Copy out each line containing "floor" from the entries below.

> _Task inputs_
╔══
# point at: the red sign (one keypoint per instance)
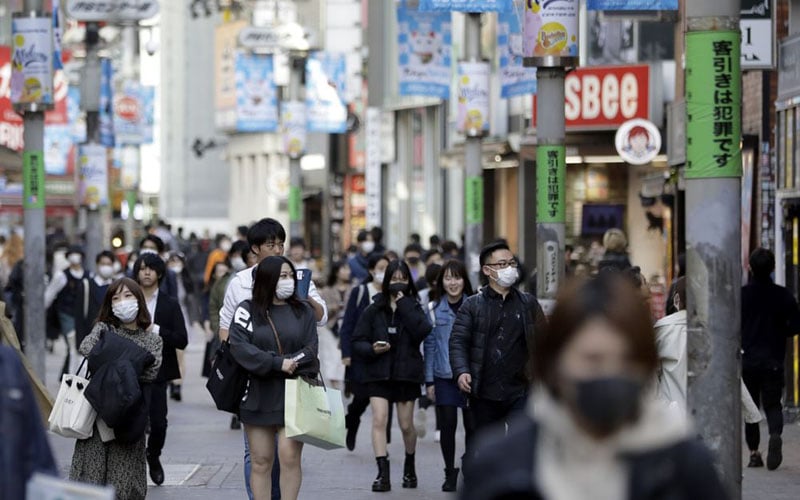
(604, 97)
╚══
╔══
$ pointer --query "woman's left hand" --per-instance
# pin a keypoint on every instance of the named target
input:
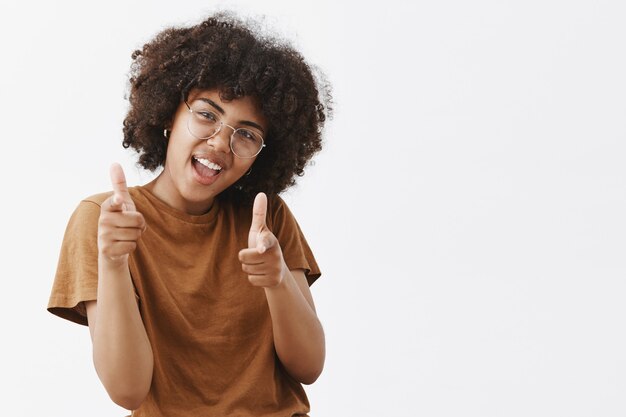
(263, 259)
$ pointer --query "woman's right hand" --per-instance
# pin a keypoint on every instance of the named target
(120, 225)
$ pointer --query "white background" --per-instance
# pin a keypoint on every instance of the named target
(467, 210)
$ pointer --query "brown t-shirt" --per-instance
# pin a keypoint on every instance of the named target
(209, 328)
╚══
╔══
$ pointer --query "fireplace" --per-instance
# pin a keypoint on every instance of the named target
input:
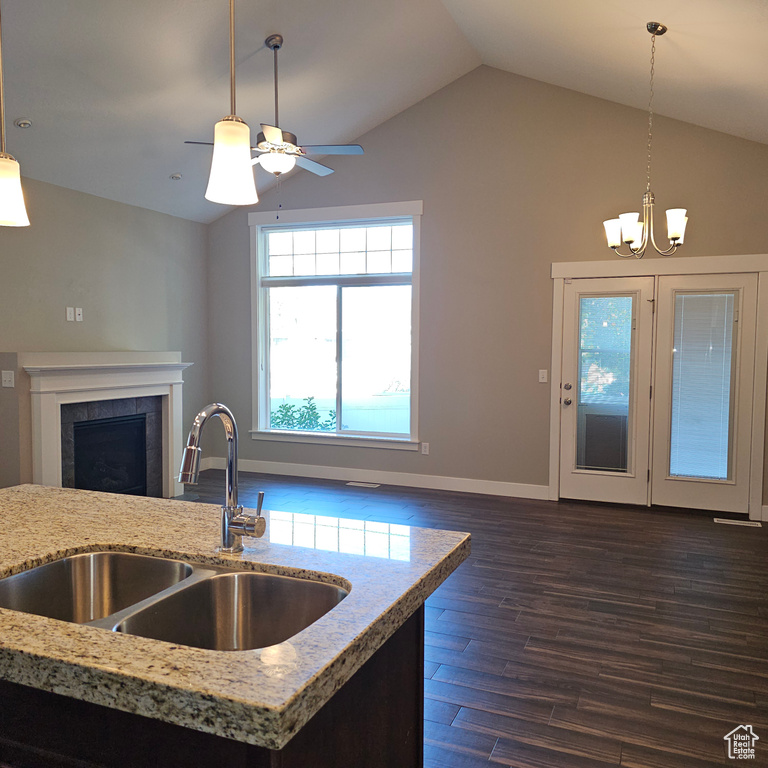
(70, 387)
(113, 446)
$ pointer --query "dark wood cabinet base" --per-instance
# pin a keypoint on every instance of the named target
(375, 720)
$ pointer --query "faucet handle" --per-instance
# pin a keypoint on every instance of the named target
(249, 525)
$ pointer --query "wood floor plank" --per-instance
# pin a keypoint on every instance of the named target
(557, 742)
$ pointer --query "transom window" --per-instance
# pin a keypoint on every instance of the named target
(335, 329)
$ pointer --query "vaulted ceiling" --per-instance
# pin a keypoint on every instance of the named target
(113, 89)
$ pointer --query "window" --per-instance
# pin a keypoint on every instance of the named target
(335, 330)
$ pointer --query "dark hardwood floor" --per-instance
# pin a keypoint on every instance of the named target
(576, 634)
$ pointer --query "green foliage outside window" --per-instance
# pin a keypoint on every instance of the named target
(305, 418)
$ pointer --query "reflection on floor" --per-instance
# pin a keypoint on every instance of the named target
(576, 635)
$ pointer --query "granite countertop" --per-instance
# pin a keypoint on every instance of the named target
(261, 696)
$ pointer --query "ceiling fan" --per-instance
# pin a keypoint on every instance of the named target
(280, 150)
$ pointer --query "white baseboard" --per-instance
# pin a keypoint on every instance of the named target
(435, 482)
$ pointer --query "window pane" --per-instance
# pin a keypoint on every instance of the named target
╚══
> _Solved exercise_
$ pointer --query "wood floor plank" --per-instance
$ pointer --query "dark hardwood floor" --per-instance
$ pointer --query "reflection on floor" --per-instance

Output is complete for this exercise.